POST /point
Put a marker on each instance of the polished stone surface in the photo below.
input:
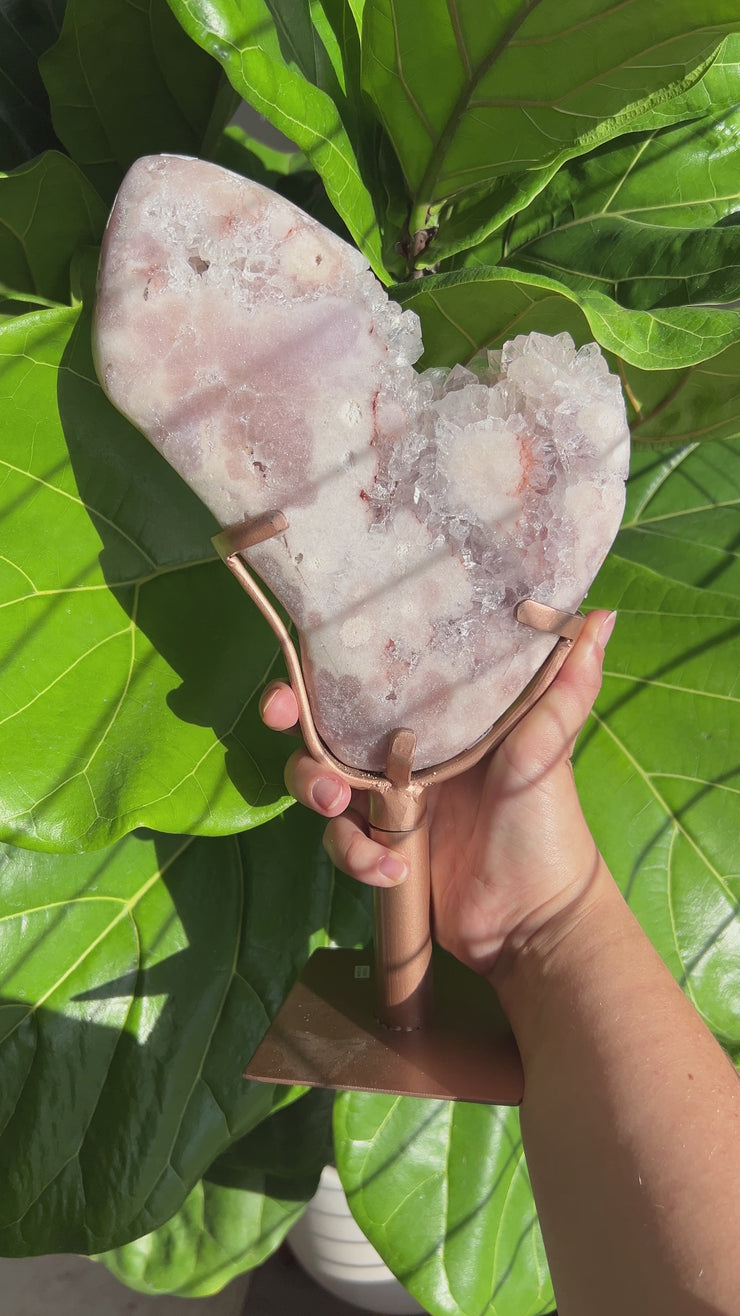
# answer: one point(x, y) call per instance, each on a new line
point(265, 361)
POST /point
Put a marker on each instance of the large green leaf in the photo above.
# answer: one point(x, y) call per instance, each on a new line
point(444, 1194)
point(685, 405)
point(441, 1190)
point(468, 223)
point(34, 253)
point(493, 90)
point(240, 1211)
point(26, 29)
point(474, 308)
point(132, 659)
point(124, 82)
point(286, 61)
point(643, 219)
point(136, 982)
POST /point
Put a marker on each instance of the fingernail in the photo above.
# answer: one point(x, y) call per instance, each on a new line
point(393, 867)
point(606, 629)
point(267, 698)
point(325, 792)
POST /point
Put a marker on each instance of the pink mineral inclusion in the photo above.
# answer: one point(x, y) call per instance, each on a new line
point(265, 361)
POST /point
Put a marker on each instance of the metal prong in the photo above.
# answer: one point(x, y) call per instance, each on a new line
point(540, 616)
point(236, 538)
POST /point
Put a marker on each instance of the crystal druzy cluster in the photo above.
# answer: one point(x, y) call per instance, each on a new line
point(264, 359)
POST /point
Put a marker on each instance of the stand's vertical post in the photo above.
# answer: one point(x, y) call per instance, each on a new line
point(403, 937)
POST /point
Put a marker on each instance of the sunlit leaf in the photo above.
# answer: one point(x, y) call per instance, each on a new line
point(240, 1211)
point(136, 983)
point(441, 1190)
point(474, 308)
point(124, 82)
point(643, 219)
point(468, 223)
point(686, 405)
point(132, 662)
point(493, 90)
point(279, 63)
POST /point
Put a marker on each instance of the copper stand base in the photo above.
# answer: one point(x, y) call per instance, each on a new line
point(327, 1035)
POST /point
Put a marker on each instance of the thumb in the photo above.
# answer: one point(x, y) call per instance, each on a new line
point(548, 733)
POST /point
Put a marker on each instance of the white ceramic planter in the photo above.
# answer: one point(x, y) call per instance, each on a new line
point(333, 1250)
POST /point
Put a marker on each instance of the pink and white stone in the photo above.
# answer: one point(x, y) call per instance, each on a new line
point(264, 359)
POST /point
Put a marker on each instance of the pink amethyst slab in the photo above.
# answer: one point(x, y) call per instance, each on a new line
point(265, 361)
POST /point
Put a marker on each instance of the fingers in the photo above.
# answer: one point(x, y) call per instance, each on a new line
point(548, 733)
point(278, 707)
point(316, 786)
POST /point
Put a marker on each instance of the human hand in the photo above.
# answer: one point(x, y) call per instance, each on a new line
point(510, 848)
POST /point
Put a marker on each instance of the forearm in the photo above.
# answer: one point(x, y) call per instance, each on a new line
point(631, 1120)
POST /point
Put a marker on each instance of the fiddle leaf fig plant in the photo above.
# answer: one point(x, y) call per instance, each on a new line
point(526, 166)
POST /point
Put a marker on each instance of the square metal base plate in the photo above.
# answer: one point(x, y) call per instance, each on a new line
point(327, 1035)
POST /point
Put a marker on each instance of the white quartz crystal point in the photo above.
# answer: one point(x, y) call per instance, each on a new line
point(264, 359)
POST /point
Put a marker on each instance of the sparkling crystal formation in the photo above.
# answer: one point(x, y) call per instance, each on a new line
point(265, 361)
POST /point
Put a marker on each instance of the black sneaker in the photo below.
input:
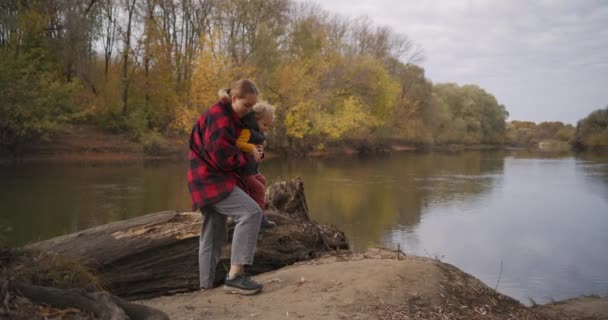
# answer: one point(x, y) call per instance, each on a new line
point(242, 284)
point(266, 223)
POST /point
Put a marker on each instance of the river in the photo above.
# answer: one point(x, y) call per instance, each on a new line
point(535, 226)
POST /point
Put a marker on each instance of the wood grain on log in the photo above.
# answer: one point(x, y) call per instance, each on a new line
point(157, 254)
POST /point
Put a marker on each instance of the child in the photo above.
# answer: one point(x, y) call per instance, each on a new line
point(256, 123)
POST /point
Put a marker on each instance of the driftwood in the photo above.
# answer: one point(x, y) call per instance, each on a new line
point(157, 254)
point(102, 304)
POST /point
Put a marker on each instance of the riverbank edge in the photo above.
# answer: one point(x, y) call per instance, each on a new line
point(89, 144)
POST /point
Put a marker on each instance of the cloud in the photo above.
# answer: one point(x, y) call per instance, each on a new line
point(545, 60)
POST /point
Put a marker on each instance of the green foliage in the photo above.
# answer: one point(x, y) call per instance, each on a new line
point(332, 79)
point(34, 98)
point(472, 116)
point(530, 134)
point(592, 131)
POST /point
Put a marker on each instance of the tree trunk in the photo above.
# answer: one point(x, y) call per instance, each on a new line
point(102, 304)
point(157, 254)
point(125, 69)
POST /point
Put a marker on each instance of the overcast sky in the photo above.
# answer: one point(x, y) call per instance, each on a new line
point(544, 60)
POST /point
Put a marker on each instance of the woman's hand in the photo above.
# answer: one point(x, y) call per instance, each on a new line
point(257, 155)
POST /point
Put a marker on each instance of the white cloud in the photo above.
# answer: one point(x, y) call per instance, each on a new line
point(545, 60)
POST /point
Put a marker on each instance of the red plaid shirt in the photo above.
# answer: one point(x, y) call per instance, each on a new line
point(214, 157)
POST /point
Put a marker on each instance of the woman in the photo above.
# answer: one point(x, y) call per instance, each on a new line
point(217, 189)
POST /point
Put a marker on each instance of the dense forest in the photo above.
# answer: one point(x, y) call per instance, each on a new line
point(148, 68)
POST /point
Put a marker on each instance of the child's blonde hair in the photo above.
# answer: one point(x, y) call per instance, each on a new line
point(262, 108)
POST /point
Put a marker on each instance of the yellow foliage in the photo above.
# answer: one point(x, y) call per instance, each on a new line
point(297, 124)
point(183, 119)
point(214, 71)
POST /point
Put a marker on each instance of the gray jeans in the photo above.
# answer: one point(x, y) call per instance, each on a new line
point(247, 216)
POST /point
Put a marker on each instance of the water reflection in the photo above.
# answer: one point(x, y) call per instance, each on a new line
point(367, 197)
point(544, 216)
point(39, 202)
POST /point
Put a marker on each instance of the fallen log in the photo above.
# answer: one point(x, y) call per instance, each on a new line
point(157, 254)
point(102, 304)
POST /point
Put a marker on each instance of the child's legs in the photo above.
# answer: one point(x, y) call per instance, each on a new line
point(256, 188)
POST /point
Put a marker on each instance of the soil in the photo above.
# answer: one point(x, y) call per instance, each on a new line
point(372, 285)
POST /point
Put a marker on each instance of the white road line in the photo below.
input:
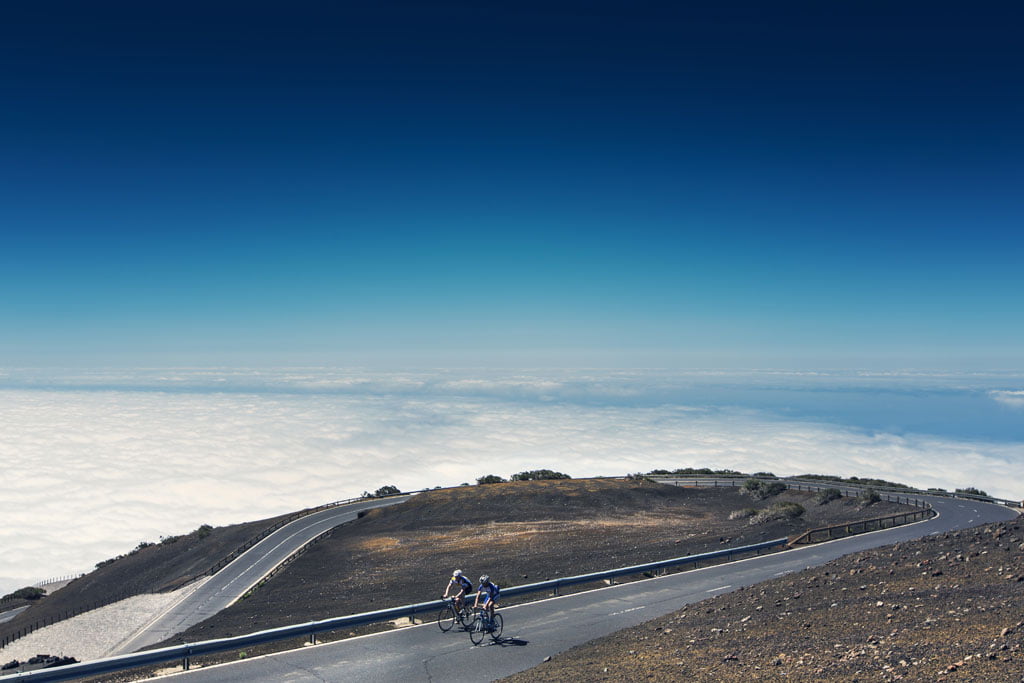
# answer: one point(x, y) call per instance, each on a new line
point(631, 609)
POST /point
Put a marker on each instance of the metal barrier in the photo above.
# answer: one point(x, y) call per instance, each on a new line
point(850, 528)
point(185, 652)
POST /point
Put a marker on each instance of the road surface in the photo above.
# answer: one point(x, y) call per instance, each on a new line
point(546, 628)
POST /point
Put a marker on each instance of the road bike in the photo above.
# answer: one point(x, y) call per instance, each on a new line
point(450, 614)
point(482, 625)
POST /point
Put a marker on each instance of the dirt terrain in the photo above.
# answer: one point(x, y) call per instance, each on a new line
point(942, 608)
point(518, 532)
point(153, 568)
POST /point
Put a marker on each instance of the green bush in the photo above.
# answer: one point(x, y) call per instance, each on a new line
point(27, 593)
point(971, 491)
point(689, 471)
point(868, 497)
point(534, 475)
point(827, 496)
point(761, 489)
point(387, 489)
point(778, 511)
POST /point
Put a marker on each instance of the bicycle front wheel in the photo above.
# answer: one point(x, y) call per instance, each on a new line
point(476, 630)
point(496, 630)
point(445, 619)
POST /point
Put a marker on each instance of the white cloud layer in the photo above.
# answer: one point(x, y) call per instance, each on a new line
point(90, 473)
point(1011, 398)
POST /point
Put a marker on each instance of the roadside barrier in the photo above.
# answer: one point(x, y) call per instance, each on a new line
point(823, 534)
point(185, 652)
point(59, 616)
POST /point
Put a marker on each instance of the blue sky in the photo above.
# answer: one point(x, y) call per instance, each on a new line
point(634, 184)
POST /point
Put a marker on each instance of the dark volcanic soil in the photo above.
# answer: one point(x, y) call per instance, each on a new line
point(942, 608)
point(518, 532)
point(162, 566)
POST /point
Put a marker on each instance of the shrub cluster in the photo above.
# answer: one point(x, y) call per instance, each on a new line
point(868, 497)
point(827, 496)
point(860, 481)
point(387, 489)
point(201, 532)
point(971, 491)
point(534, 475)
point(690, 471)
point(27, 593)
point(761, 489)
point(777, 511)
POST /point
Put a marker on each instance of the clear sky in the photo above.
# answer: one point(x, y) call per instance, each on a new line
point(745, 183)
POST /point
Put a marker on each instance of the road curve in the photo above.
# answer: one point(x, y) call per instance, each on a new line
point(542, 629)
point(235, 580)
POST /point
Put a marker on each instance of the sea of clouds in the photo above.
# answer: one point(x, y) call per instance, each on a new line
point(96, 462)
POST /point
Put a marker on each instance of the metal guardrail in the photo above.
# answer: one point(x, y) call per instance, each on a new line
point(217, 566)
point(188, 650)
point(818, 484)
point(850, 528)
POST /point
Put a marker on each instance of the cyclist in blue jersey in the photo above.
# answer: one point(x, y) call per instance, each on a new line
point(460, 585)
point(489, 593)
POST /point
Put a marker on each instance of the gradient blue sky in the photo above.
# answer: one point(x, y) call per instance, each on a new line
point(634, 183)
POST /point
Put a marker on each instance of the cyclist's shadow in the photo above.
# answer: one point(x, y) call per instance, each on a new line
point(510, 642)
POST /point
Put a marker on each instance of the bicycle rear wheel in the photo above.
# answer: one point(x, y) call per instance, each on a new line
point(445, 619)
point(496, 631)
point(476, 630)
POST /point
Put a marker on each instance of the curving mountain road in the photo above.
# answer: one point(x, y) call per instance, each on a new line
point(223, 588)
point(545, 628)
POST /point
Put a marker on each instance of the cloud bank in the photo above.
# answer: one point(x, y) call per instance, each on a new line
point(90, 472)
point(1011, 398)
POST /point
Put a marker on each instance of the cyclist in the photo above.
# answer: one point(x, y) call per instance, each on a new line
point(489, 594)
point(460, 585)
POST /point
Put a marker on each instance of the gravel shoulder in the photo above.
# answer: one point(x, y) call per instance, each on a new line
point(948, 607)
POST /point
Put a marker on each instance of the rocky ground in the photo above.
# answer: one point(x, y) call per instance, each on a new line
point(942, 608)
point(157, 567)
point(517, 531)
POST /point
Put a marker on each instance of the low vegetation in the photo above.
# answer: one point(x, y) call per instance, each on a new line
point(858, 481)
point(537, 475)
point(826, 496)
point(868, 497)
point(383, 492)
point(971, 491)
point(27, 593)
point(778, 511)
point(759, 489)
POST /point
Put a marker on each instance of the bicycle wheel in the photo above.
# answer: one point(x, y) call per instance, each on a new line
point(476, 630)
point(445, 619)
point(496, 631)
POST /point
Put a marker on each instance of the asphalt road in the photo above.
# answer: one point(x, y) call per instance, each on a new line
point(546, 628)
point(233, 581)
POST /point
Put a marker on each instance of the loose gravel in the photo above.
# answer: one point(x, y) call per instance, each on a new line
point(95, 634)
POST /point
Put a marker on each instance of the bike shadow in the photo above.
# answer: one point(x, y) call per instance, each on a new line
point(510, 642)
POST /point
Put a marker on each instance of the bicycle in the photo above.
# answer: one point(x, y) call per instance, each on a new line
point(483, 625)
point(449, 614)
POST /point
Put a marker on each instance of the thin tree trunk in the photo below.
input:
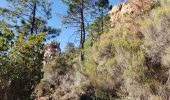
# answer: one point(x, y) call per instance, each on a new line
point(102, 15)
point(82, 31)
point(33, 16)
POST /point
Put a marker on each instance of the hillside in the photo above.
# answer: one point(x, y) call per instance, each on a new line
point(129, 61)
point(123, 53)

§ §

# GOAL OF THE EXERCISE
Can you convert the records, from their first line through the line containing "point(333, 1250)", into a JSON list of strings with one string per line, skipping blank lines and leaving out the pictures?

# PROBLEM SOLUTION
[
  "POST /point",
  "Put a marker on each instance of the polished stone surface in the photo below.",
  "input:",
  "# answer: one point(x, y) call per instance, each on a new line",
  "point(265, 361)",
  "POST /point",
  "Put a marker on each instance of the large green leaf in the photo above.",
  "# answer: one point(x, y) call per instance, each on a new line",
  "point(444, 1194)",
  "point(685, 405)",
  "point(441, 1190)",
  "point(468, 223)",
  "point(34, 253)",
  "point(493, 90)",
  "point(240, 1211)",
  "point(26, 29)",
  "point(474, 308)",
  "point(132, 659)",
  "point(124, 82)",
  "point(286, 61)",
  "point(643, 219)",
  "point(136, 982)",
  "POST /point",
  "Put a marker on each instance of the fingernail in the photo above.",
  "# answer: one point(x, y) call per instance, each on a new line",
  "point(393, 867)",
  "point(606, 629)",
  "point(267, 698)",
  "point(325, 792)",
  "POST /point",
  "Put a marker on each instance of the pink mineral inclusion in the photo above.",
  "# answer: one point(x, y) call per instance, each on a new line",
  "point(265, 361)",
  "POST /point",
  "Put a marker on each instance of the metal prong in the photo above.",
  "# answer: one point(x, y) call per instance, each on a new line",
  "point(540, 616)",
  "point(236, 538)",
  "POST /point",
  "Put a marker on each instance of the crystal druzy cluster in the photo above.",
  "# answer: one point(x, y) call per instance, each on a new line",
  "point(264, 359)",
  "POST /point",
  "Put a marker on each instance of the stand's vertical post in the photo above.",
  "# answer: one point(x, y) call per instance, each on a new line",
  "point(403, 937)",
  "POST /point",
  "Put a marker on each instance of the sunlit leaf in the photo above.",
  "# answer: one point(x, y) call per instance, each on a new line",
  "point(240, 1211)",
  "point(136, 983)",
  "point(441, 1190)",
  "point(474, 308)",
  "point(124, 82)",
  "point(643, 219)",
  "point(468, 223)",
  "point(686, 405)",
  "point(132, 662)",
  "point(493, 90)",
  "point(279, 63)",
  "POST /point",
  "Put a marker on each instance of the copper stand base in the photo above.",
  "# answer: one point(x, y) call per instance, each on a new line",
  "point(327, 1035)",
  "POST /point",
  "Put a marker on each instance of the thumb in the photo above.",
  "# answer: one point(x, y) call per instance, each on a new line",
  "point(548, 733)",
  "POST /point",
  "Put a marker on each instance of the white ceramic planter in the photo above.",
  "# answer: one point(x, y) call per instance, each on a new line",
  "point(333, 1250)"
]